PROBLEM DETAILS
Reproduce the items verbatim, from the first line through the line containing "783), (316, 776)]", including that line.

--------------------

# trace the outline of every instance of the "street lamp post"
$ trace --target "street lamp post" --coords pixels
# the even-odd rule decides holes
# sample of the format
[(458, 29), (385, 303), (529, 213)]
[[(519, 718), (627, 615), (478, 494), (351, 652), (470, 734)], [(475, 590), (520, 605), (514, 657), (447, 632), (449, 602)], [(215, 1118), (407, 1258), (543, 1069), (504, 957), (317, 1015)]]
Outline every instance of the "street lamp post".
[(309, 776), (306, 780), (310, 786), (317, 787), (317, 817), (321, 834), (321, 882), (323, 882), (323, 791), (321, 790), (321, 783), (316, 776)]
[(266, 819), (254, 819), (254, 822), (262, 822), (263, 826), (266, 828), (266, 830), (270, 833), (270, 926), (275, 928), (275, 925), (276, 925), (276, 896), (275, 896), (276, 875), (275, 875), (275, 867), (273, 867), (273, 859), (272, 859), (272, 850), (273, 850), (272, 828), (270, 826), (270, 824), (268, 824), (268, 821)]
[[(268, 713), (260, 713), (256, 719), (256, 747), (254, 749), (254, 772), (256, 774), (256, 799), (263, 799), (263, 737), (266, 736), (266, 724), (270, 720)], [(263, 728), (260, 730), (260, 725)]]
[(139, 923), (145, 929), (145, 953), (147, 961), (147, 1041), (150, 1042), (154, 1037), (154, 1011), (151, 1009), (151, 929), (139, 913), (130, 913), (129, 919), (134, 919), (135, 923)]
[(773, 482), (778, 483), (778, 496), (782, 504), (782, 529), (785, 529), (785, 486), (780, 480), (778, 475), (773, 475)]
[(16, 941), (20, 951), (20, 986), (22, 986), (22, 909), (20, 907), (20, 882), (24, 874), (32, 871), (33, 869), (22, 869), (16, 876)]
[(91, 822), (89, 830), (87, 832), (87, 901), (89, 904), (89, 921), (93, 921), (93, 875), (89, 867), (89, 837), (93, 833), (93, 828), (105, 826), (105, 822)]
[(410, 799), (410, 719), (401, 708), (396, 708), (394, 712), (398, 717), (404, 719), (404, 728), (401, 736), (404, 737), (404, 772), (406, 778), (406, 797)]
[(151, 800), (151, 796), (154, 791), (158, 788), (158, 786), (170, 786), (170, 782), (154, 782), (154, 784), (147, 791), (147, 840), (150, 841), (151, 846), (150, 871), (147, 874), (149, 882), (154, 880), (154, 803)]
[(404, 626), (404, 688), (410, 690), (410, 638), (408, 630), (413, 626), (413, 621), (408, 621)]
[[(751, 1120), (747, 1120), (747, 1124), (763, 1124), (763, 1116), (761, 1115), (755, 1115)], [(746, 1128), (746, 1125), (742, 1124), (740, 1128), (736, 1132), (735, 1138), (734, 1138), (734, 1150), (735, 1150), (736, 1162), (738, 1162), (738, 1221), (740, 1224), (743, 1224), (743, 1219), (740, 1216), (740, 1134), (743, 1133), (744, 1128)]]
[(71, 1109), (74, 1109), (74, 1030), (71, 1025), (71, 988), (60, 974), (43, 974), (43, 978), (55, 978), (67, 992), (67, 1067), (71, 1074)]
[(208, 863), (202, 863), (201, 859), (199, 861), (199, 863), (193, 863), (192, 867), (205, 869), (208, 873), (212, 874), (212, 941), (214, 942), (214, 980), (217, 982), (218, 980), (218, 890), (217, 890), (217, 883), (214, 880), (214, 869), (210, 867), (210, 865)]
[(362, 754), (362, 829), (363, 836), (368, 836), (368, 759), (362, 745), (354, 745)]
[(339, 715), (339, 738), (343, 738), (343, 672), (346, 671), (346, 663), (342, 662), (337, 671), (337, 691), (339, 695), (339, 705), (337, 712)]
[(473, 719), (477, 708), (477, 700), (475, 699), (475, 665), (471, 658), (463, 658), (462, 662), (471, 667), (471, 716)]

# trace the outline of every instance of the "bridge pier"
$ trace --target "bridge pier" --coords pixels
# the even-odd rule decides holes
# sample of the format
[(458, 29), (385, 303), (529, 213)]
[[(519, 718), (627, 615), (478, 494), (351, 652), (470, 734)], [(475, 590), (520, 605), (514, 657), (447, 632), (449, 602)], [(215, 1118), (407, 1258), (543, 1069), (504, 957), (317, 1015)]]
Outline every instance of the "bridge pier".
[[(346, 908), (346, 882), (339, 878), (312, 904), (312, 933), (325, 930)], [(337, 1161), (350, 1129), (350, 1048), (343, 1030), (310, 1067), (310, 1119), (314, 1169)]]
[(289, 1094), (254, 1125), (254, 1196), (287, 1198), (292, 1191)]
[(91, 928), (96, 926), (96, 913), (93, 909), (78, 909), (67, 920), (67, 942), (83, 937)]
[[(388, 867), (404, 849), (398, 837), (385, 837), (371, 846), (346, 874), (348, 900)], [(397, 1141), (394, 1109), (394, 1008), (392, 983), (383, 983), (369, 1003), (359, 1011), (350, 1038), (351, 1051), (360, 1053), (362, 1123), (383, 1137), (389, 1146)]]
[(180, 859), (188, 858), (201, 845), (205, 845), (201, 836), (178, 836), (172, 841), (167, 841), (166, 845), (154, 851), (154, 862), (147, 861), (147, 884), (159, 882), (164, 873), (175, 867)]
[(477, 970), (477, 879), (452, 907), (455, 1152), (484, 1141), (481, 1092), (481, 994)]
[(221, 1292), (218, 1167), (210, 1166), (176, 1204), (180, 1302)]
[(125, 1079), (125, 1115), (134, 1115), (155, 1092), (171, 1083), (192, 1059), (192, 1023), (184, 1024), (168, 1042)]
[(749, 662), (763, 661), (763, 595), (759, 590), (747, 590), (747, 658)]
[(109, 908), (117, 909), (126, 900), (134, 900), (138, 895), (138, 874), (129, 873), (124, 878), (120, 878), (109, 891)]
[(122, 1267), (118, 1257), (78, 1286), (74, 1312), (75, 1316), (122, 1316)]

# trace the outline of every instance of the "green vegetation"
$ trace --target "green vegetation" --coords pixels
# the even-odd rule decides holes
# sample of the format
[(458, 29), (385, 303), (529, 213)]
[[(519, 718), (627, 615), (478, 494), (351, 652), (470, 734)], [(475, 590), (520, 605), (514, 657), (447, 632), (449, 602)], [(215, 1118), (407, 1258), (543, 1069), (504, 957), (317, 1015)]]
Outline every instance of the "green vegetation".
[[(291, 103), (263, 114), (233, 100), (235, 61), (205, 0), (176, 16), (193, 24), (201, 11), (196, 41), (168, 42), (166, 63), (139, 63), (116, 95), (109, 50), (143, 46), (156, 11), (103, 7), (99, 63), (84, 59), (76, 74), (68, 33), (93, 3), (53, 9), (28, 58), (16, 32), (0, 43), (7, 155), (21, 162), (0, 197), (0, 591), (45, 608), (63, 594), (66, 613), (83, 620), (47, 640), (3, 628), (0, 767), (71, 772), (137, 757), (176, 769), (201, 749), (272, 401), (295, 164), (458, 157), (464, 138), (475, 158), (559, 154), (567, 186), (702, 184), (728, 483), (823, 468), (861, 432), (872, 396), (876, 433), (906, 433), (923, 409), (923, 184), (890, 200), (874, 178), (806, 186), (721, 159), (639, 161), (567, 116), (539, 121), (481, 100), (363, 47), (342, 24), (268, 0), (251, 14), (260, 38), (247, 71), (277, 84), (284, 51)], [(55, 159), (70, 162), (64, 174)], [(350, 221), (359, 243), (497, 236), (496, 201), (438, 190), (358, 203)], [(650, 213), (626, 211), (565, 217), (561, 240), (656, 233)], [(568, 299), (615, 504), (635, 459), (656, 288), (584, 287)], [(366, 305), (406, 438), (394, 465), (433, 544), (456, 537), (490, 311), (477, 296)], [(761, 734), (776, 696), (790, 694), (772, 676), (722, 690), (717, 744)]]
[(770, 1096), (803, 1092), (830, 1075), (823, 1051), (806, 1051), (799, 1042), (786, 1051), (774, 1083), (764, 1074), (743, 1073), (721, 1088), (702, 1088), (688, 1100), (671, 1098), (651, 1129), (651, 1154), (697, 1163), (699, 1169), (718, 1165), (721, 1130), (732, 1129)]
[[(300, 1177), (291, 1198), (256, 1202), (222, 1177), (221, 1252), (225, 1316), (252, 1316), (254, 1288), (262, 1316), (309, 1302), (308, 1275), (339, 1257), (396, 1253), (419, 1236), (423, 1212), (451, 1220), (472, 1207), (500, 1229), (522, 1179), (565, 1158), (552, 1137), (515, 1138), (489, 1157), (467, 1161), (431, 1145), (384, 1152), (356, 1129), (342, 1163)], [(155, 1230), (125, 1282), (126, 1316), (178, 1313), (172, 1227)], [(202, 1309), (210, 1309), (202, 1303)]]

--------------------

EXERCISE OUTPUT
# trace the outline of every instance of the "street lamp post"
$ trace --target "street lamp post" --coords pixels
# the even-odd rule decides holes
# sample of the format
[(458, 29), (385, 303), (529, 213)]
[[(519, 718), (627, 615), (478, 494), (351, 652), (470, 734)], [(475, 590), (520, 605), (514, 657), (447, 632), (449, 602)], [(215, 1118), (407, 1258), (543, 1069), (504, 957), (317, 1015)]]
Outline every instance of the "street lamp post".
[(309, 776), (306, 780), (310, 786), (317, 787), (317, 817), (321, 834), (321, 882), (323, 882), (323, 791), (321, 790), (321, 783), (316, 776)]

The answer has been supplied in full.